Selected passage |
+---+

AuntyEm agony auntYes i have experienced several of the things that you have but I am 4 years older than you.

I was married for a long time and divorced quite a few years ago. I love my job but it isn't particularly well paid. I have my own home and my kids have both flown the nest. I don't come from a rich family but I do ok and have overcome a lot of depression, self doubt and fear of the future.

You seem in a very vulnerable state but only you can decide if you want to pursue your career (I thought most artists lived and died poor, sadly only discovered after they'd gone).

You seem to worry so much about how well everyone else is doing and focus a lot of your measure of people on money. I have learnt that none of us really knows what goes on behind closed doors and people who seem to be living well can mask a whole host of problems. I know people who take several holidays a year, drive huge cars and send their kids to private schools but they are drowning in debt, borrowing heavily off their parents and one in particular who is just about to lose her home.

I lack confidence myself at times but remind myself daily how far I have come and how well I am doing considering in the not so distant past my depression was so severe I could not even get out of bed.

We all measure ourselves by other people and it's all an illusion. It's not about how well you are doing compared with someone else, it's about acknowledging the fact that you are here, you are creative and productive, you have successfully raised a child, you have gotten out of bed and done the laundry...large or small any positive action is a triumph and lets you know you are actually OK.

+---+

Problems and tasks |
1 – Please reproduce the listing below word for word, starting at the line that contains "Tag the white shelf" and ending at the end of the listing.
2 – Extend the post about measuring yourself against other people from the point where it stops.

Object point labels
+---+

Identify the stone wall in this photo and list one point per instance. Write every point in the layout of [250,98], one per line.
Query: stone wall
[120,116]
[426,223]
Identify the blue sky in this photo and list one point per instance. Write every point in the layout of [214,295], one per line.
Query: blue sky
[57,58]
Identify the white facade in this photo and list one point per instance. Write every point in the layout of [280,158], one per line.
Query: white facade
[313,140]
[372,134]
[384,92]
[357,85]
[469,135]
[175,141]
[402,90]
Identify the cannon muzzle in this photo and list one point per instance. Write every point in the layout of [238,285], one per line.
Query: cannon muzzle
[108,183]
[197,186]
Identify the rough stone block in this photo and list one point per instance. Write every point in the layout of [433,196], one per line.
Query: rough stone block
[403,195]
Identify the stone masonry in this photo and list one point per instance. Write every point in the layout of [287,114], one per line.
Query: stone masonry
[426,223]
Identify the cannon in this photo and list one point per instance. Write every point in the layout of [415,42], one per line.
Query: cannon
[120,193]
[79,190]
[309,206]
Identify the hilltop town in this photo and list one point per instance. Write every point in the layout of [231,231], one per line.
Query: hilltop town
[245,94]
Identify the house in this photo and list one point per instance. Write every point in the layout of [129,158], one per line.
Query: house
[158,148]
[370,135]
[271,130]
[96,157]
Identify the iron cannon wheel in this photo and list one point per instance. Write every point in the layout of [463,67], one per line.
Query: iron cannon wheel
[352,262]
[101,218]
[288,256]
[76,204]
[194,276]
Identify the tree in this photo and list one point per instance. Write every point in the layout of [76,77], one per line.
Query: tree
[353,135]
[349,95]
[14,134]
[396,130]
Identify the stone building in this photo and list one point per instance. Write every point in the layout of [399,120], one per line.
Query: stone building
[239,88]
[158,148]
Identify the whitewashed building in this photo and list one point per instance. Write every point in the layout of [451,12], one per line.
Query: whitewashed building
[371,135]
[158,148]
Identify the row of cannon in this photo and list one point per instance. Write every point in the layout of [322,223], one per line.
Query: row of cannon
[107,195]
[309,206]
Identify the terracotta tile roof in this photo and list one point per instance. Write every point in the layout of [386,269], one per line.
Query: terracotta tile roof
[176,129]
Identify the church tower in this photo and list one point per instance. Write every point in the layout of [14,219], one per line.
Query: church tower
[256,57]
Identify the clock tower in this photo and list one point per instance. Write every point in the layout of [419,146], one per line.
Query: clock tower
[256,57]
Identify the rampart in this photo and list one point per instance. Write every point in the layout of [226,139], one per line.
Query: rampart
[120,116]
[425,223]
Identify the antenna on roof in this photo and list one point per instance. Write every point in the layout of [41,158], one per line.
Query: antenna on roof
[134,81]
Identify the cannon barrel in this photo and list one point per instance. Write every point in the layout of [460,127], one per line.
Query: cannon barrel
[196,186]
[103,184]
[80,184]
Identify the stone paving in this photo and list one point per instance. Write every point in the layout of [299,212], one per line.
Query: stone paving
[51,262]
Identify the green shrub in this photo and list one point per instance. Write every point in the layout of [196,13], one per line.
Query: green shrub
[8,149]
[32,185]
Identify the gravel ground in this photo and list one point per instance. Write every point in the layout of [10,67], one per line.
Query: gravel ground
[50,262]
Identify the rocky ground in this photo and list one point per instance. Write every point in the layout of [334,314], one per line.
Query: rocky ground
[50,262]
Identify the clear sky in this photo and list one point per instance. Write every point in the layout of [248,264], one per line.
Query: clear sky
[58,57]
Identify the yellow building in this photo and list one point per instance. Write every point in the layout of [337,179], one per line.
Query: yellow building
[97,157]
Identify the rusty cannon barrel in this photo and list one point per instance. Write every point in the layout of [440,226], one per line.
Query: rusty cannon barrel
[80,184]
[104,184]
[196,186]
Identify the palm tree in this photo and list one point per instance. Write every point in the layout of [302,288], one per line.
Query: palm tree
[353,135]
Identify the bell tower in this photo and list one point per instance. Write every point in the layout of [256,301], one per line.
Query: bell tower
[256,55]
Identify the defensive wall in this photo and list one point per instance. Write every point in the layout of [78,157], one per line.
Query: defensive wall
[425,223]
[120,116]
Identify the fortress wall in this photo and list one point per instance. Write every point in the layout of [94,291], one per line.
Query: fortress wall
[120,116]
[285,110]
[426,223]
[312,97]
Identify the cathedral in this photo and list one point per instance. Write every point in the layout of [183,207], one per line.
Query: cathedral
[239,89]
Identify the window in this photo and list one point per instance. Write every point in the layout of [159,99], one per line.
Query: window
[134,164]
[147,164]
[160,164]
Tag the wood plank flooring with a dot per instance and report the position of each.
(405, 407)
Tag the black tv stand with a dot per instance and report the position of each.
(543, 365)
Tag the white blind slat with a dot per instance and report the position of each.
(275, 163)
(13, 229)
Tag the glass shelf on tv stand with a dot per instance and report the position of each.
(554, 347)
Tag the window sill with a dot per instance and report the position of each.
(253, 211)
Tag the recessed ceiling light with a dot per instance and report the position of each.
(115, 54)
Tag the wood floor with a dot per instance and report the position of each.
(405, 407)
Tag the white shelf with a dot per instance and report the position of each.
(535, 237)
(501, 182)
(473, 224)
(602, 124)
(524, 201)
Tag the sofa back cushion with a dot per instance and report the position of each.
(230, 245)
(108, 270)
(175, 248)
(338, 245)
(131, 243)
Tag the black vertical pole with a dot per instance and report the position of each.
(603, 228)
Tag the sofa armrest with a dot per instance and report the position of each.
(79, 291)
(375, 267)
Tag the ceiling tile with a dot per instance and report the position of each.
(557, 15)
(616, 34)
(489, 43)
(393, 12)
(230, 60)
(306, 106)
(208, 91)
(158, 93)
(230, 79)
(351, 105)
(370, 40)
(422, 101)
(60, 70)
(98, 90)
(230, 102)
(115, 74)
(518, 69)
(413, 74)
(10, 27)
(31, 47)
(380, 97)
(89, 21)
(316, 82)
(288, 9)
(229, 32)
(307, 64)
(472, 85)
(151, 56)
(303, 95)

+---+

Response list |
1 –
Tag the white shelf with a dot per instance and report the position of each.
(535, 237)
(501, 182)
(473, 224)
(602, 124)
(524, 201)
Tag the sofa back cushion with a dot per instance and report the position of each.
(230, 245)
(108, 270)
(175, 248)
(338, 245)
(131, 243)
Tag the black vertical pole with a dot per instance and report the position of each.
(603, 228)
Tag the sofa armrest with a dot per instance and report the position of each.
(79, 291)
(375, 267)
Tag the ceiling tile with a dot per instance and report the position of each.
(557, 15)
(616, 34)
(489, 43)
(393, 12)
(230, 60)
(306, 106)
(208, 91)
(158, 93)
(230, 79)
(351, 105)
(370, 40)
(422, 101)
(60, 70)
(98, 90)
(230, 102)
(115, 74)
(518, 69)
(413, 74)
(10, 27)
(31, 47)
(380, 97)
(89, 21)
(316, 82)
(288, 9)
(229, 32)
(307, 64)
(472, 85)
(151, 56)
(303, 95)

2 –
I am the wrong person to comment on dating after 40. I ttied it, had a few serious encounters but have decided that for now I'd rather have my freedom and autonomy, rather than have to make an effort with someone else...that may change in the future but I am not personally concerned if it does not.

I think you know you have potential and a shot at a decent future but you are weighing yourself down with angst, worry and constantly comparing yourself to others...let it all go because it is starving you of your happiness.

I hope someone on here has more wisdom for you in regards to your work and which direction you can take it in. I personally believe it takes a special kind of person to be creative and to be able to bring that to other people...the world would be a very dull place without the expressions of art.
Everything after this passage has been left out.